--- Source material ---

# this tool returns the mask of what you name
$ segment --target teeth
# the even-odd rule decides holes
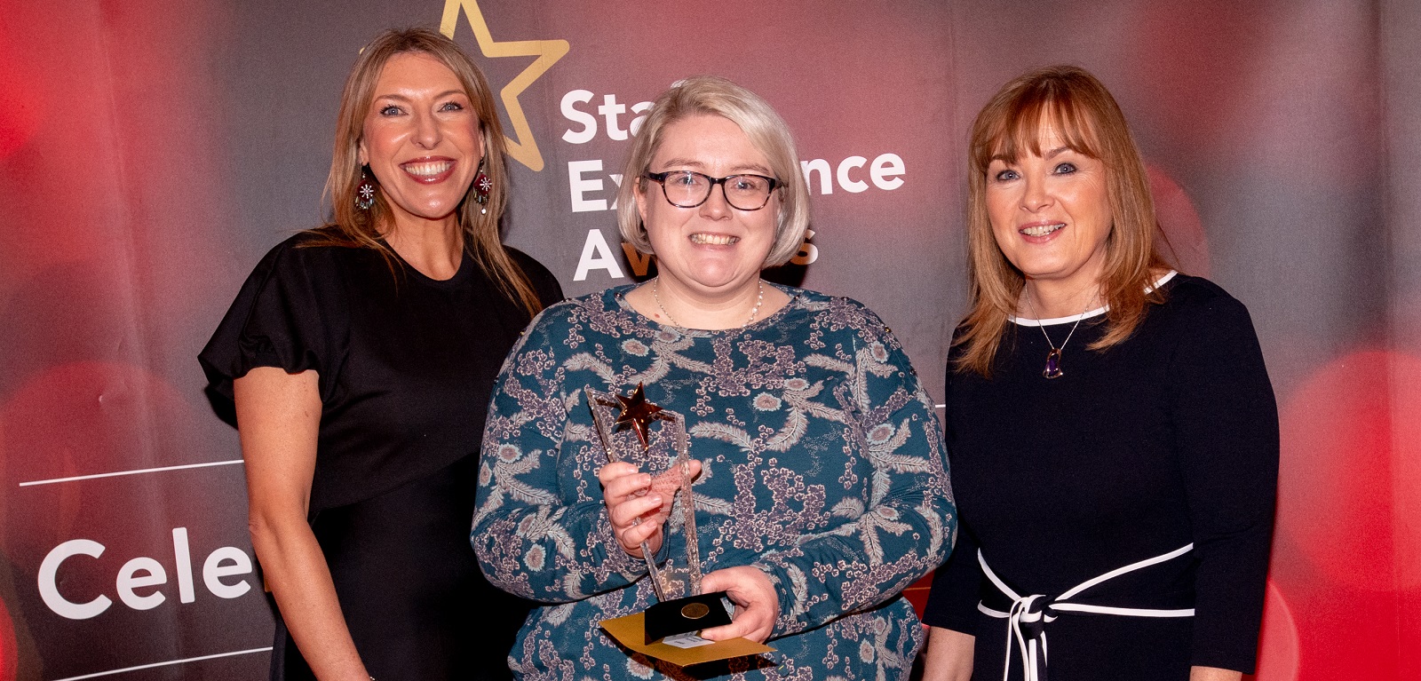
[[[1056,232],[1057,229],[1061,229],[1064,226],[1066,226],[1064,222],[1057,222],[1056,225],[1040,225],[1040,226],[1036,226],[1036,227],[1026,227],[1026,229],[1022,230],[1022,233],[1026,235],[1026,236],[1046,236],[1046,235],[1049,235],[1052,232]]]
[[[423,163],[405,163],[401,168],[411,175],[433,176],[453,166],[453,161],[426,161]]]

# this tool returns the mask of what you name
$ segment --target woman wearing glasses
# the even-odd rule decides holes
[[[641,385],[685,417],[702,591],[735,603],[702,636],[776,648],[696,677],[905,678],[922,633],[898,594],[952,545],[941,435],[877,316],[760,279],[809,219],[784,122],[733,82],[685,80],[657,100],[624,176],[622,236],[658,276],[546,310],[485,431],[476,553],[490,581],[546,603],[514,672],[657,675],[598,621],[657,603],[642,546],[684,556],[685,536],[648,472],[607,462],[584,397]]]

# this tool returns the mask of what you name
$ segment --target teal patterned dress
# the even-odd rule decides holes
[[[901,591],[952,547],[942,429],[898,341],[864,306],[800,289],[745,328],[661,326],[630,286],[533,323],[495,385],[470,542],[493,584],[544,603],[509,655],[527,680],[907,678],[922,630]],[[763,570],[780,616],[756,658],[686,670],[598,623],[655,603],[612,537],[584,387],[681,412],[706,573]],[[685,554],[676,510],[664,552]]]

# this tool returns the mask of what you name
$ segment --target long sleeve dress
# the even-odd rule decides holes
[[[210,390],[253,367],[320,375],[310,523],[355,650],[381,681],[507,678],[527,606],[492,587],[465,540],[485,407],[529,321],[465,254],[448,280],[374,249],[271,249],[199,355]],[[546,303],[557,280],[510,254]],[[496,616],[480,614],[492,607]],[[273,680],[311,671],[277,613]]]
[[[544,603],[519,633],[530,680],[907,678],[922,633],[899,593],[942,562],[955,510],[932,404],[897,340],[848,299],[783,289],[745,328],[657,324],[630,287],[553,306],[503,367],[472,542],[495,584]],[[584,387],[685,417],[703,570],[755,566],[779,594],[776,653],[678,670],[598,621],[655,603],[611,535]],[[675,518],[675,510],[674,510]],[[668,523],[665,553],[685,554]]]
[[[1198,277],[1160,287],[1167,301],[1106,351],[1087,350],[1104,330],[1104,310],[1091,313],[1060,378],[1042,375],[1049,347],[1037,327],[1060,343],[1074,317],[1013,320],[990,380],[949,364],[946,444],[963,532],[924,620],[976,636],[973,680],[1002,680],[1003,665],[1023,678],[1033,641],[1050,681],[1253,668],[1277,407],[1243,306]],[[1160,560],[1076,589],[1150,559]],[[1013,643],[1002,614],[1016,599],[986,570],[1016,597],[1042,596],[1019,607],[1027,620],[1049,616],[1037,623],[1044,640],[1023,623]]]

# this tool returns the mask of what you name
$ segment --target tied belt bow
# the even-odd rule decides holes
[[[1174,560],[1189,553],[1191,550],[1194,550],[1192,543],[1181,546],[1169,553],[1145,559],[1138,563],[1130,563],[1106,574],[1081,581],[1066,593],[1052,599],[1042,594],[1020,596],[1013,591],[1012,587],[1006,586],[1006,583],[986,566],[986,559],[982,556],[982,550],[978,549],[978,563],[982,564],[982,574],[986,574],[986,577],[992,580],[992,584],[1012,600],[1012,607],[1006,613],[986,607],[983,603],[978,603],[978,610],[982,613],[999,620],[1006,620],[1006,664],[1002,665],[1002,681],[1007,681],[1007,677],[1012,672],[1013,648],[1016,648],[1022,657],[1022,668],[1025,671],[1026,681],[1046,681],[1046,624],[1056,621],[1057,616],[1053,613],[1094,613],[1125,617],[1194,617],[1192,607],[1154,610],[1142,607],[1108,607],[1069,603],[1070,599],[1096,584],[1100,584],[1101,581],[1135,572],[1141,567],[1164,563],[1165,560]]]

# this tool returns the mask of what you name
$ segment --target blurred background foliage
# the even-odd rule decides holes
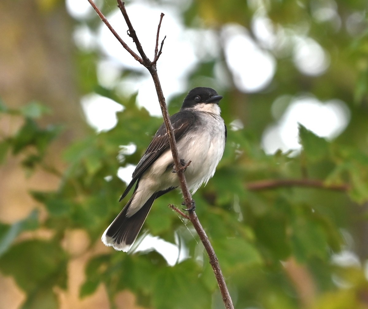
[[[210,31],[218,48],[197,57],[167,101],[172,114],[194,87],[224,97],[225,153],[194,197],[235,307],[368,308],[367,1],[139,3],[175,8],[185,29]],[[98,4],[107,15],[116,8],[112,0]],[[117,171],[137,163],[162,122],[137,104],[145,88],[118,87],[146,73],[118,66],[118,82],[102,84],[98,67],[106,52],[81,48],[75,32],[82,26],[98,32],[93,12],[73,19],[58,0],[6,0],[0,8],[0,307],[223,308],[198,237],[167,207],[180,206],[177,192],[155,202],[141,232],[171,246],[136,246],[127,254],[100,240],[123,206],[117,201],[125,184]],[[267,35],[260,35],[261,22]],[[272,59],[270,77],[258,88],[242,82],[236,67],[247,70],[247,51],[227,43],[229,27]],[[169,57],[166,46],[159,62]],[[230,59],[233,52],[238,56]],[[175,56],[170,61],[185,62]],[[261,61],[255,67],[265,69]],[[89,126],[80,102],[91,93],[120,105],[116,125],[97,133]],[[305,98],[320,103],[310,123],[328,127],[330,116],[318,114],[331,100],[346,123],[331,136],[300,124],[299,146],[283,145],[277,126]],[[153,96],[149,104],[156,101]]]

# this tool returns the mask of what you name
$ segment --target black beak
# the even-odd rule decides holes
[[[206,103],[218,104],[219,101],[222,98],[222,96],[212,96],[206,101]]]

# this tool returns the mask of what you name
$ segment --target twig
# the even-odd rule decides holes
[[[270,179],[249,183],[245,185],[248,190],[257,191],[282,187],[304,187],[320,188],[336,191],[347,191],[350,187],[347,184],[326,184],[317,179]]]
[[[138,56],[138,55],[137,55],[136,53],[135,53],[131,49],[129,48],[129,46],[127,45],[125,42],[124,42],[123,41],[123,39],[120,37],[119,35],[117,33],[116,31],[114,29],[114,28],[110,24],[110,23],[107,21],[107,20],[106,19],[106,17],[104,16],[103,14],[100,10],[96,6],[96,4],[95,4],[95,3],[93,2],[92,0],[88,0],[88,1],[90,4],[92,6],[92,7],[95,9],[95,10],[96,11],[97,14],[100,17],[100,18],[101,18],[101,20],[102,20],[102,21],[107,26],[107,28],[109,28],[113,34],[115,36],[115,37],[117,39],[117,40],[120,42],[120,44],[123,45],[123,47],[125,49],[126,49],[127,51],[129,52],[129,53],[133,56],[134,59],[137,60],[141,64],[143,64],[143,60],[142,59]]]
[[[157,27],[157,34],[156,35],[156,45],[155,47],[155,58],[153,59],[153,61],[152,62],[154,63],[155,63],[157,62],[157,60],[159,60],[159,58],[160,58],[160,55],[162,53],[162,46],[163,46],[163,42],[165,41],[165,39],[166,38],[166,35],[165,35],[163,39],[161,42],[161,47],[160,48],[160,51],[159,51],[159,35],[160,34],[160,29],[161,28],[161,22],[162,21],[162,18],[163,18],[164,15],[165,14],[163,13],[161,13],[161,16],[160,17],[160,22],[159,22],[159,25]]]
[[[90,3],[91,3],[92,5],[92,3],[93,3],[92,2],[92,0],[88,0],[88,1]],[[169,112],[167,111],[167,108],[166,105],[165,97],[163,96],[163,93],[162,92],[162,89],[161,88],[161,84],[159,79],[158,75],[157,74],[157,70],[156,68],[156,62],[158,59],[160,55],[162,53],[162,46],[163,45],[164,41],[165,39],[164,38],[162,40],[160,51],[156,53],[156,51],[158,49],[158,40],[160,28],[161,27],[161,22],[163,17],[163,15],[161,14],[160,23],[159,24],[157,34],[156,38],[156,46],[155,48],[155,59],[153,61],[151,62],[146,55],[145,53],[143,51],[142,45],[141,45],[139,40],[137,37],[135,31],[134,30],[129,17],[128,16],[124,3],[122,2],[121,0],[117,0],[117,1],[118,3],[118,7],[120,9],[120,11],[121,12],[124,19],[125,20],[125,21],[128,25],[128,28],[129,29],[128,35],[132,39],[133,41],[135,43],[137,49],[142,58],[140,58],[138,56],[138,59],[137,59],[135,57],[134,57],[133,54],[132,54],[131,53],[131,54],[134,57],[134,59],[137,60],[137,61],[139,61],[140,63],[147,69],[151,74],[151,76],[152,76],[152,78],[153,80],[153,83],[155,84],[155,87],[156,88],[156,92],[157,93],[157,96],[158,98],[159,102],[160,103],[160,107],[161,108],[161,112],[162,113],[164,122],[165,124],[166,131],[167,132],[167,137],[169,139],[169,144],[170,145],[170,148],[171,149],[174,163],[176,167],[176,169],[177,171],[177,174],[179,178],[179,183],[180,187],[181,188],[181,191],[183,192],[183,196],[184,197],[184,200],[185,202],[185,205],[187,208],[189,209],[189,215],[187,216],[187,215],[185,215],[184,216],[184,218],[188,217],[192,222],[194,228],[199,236],[199,239],[203,244],[203,245],[206,251],[207,251],[207,253],[208,254],[210,263],[213,270],[213,272],[215,273],[216,279],[217,281],[219,288],[222,295],[222,299],[225,308],[226,309],[234,309],[234,305],[233,304],[231,298],[230,297],[230,295],[227,290],[227,288],[225,282],[225,280],[224,279],[221,270],[220,268],[217,257],[215,254],[215,251],[212,247],[212,245],[211,244],[208,239],[208,237],[206,235],[204,230],[203,228],[202,227],[201,223],[198,219],[198,218],[197,217],[194,208],[192,208],[194,205],[194,202],[192,198],[192,195],[190,192],[189,192],[188,184],[187,183],[186,181],[185,181],[185,176],[184,175],[183,169],[182,169],[179,167],[180,162],[179,161],[177,147],[176,143],[175,141],[175,137],[174,134],[174,129],[173,128],[171,122],[170,121]],[[113,33],[114,33],[115,32],[114,31],[111,27],[111,26],[109,27],[109,24],[107,22],[107,21],[106,21],[106,19],[105,18],[105,17],[103,17],[103,15],[101,13],[99,10],[95,6],[94,6],[93,5],[92,5],[92,6],[95,8],[95,10],[96,10],[99,15],[101,18],[101,19],[103,21],[104,21],[106,25],[109,27],[109,28],[113,32]],[[117,37],[116,35],[115,36],[117,38],[118,38],[118,37]],[[118,39],[118,40],[119,39]],[[127,48],[129,48],[127,47],[126,44],[124,43],[122,40],[120,39],[120,40],[119,40],[119,41],[121,43],[124,48],[128,50]],[[129,49],[129,50],[131,50],[130,49]],[[128,50],[128,51],[129,51],[129,50]],[[140,61],[139,59],[140,59]],[[189,164],[190,164],[190,162],[187,164],[189,165]]]
[[[156,35],[156,45],[155,47],[155,58],[156,58],[156,56],[157,56],[157,54],[158,53],[158,48],[159,48],[159,37],[160,34],[160,29],[161,28],[161,23],[162,21],[162,18],[163,18],[163,17],[165,16],[165,14],[163,13],[161,13],[161,15],[160,16],[160,21],[159,22],[159,25],[157,27],[157,34]]]

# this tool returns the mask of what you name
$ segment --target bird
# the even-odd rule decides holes
[[[227,129],[219,106],[223,98],[214,89],[197,87],[188,93],[178,112],[170,117],[180,164],[194,194],[212,177],[223,154]],[[120,198],[135,184],[130,199],[101,237],[107,246],[127,252],[139,233],[153,201],[179,187],[164,124],[160,127]]]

---

● **Aim of the exercise**: Pull out every line of the data above that contains the word "target".

● **The completed task**:
$ segment --target teeth
$ segment --target woman wearing glasses
$ segment --target teal patterned dress
$ segment --target long sleeve dress
$ segment --target tied belt bow
$ segment --target blurred background foliage
$ segment --target black beak
$ segment --target twig
$ segment --target bird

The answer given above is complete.